▶ Text
The bird is found from north-eastern India to northern Vietnam. Their preferred habitats are tropical and subtropical montane forests that are moist. Other suitable habitats that are less important include tropical and subtropical dry forests – for native populations that are resident – as well as tropical/subtropical moist shrubland and mangroves located above the level of high tide. In southwestern China, these birds can also be found in hilly areas.

They are typically found at relatively high elevations of between 1220 m to 2500 m high. However, they tend to descend to lower altitudes during the winter at around 200 m.

The black-breasted thrush has been placed on the Least Concern category of the IUCN Red List, even though its population has been decreasing throughout the last ten years. This is because the reduction in the estimated population is not swift enough to merit Vulnerable status under the IUCN criterion for population trend, which is a decline of more than 30% in ten years or three generations The population decline has been attributed to continuing "destruction and degradation" of the bird's natural habitat. The size of its distribution range is over 752000 km2.

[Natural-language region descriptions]
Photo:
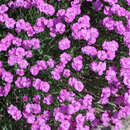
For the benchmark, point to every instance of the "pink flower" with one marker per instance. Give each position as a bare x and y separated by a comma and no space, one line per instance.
64,44
77,63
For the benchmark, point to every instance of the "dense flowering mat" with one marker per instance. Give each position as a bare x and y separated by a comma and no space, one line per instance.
64,64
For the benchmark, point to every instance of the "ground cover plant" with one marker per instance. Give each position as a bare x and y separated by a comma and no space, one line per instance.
64,64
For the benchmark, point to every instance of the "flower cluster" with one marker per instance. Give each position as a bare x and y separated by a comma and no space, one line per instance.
61,87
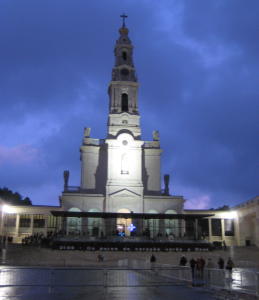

▶ Work to complete
1. Answer these questions from the passage on the black-breasted thrush:
(a) Between what elevations is the bird typically found?
(b) In which IUCN Red List category has it been placed?
(c) What is the size of its distribution range?
2. Extend the passage on the black-breasted thrush, continuing from its last sentence.

▶ Expected responses
1.
(a) Between 1220 m and 2500 m.
(b) Least Concern.
(c) Over 752000 km2.

2.
==Behavior==
The call of the black-breasted thrush has been described as "sweet mellow" and "melodious", with their musical phrases spanning 3–8 notes. They consume insects, molluscs and berries. The food they gather is usually from the ground, although they occasionally fly to fruit trees. Their time of breeding differs depending on the country in which they are situated. Black-breasted thrushes in India reproduce from April to July; those in Myanmar do so from April to June; in China, these birds mate from May until June.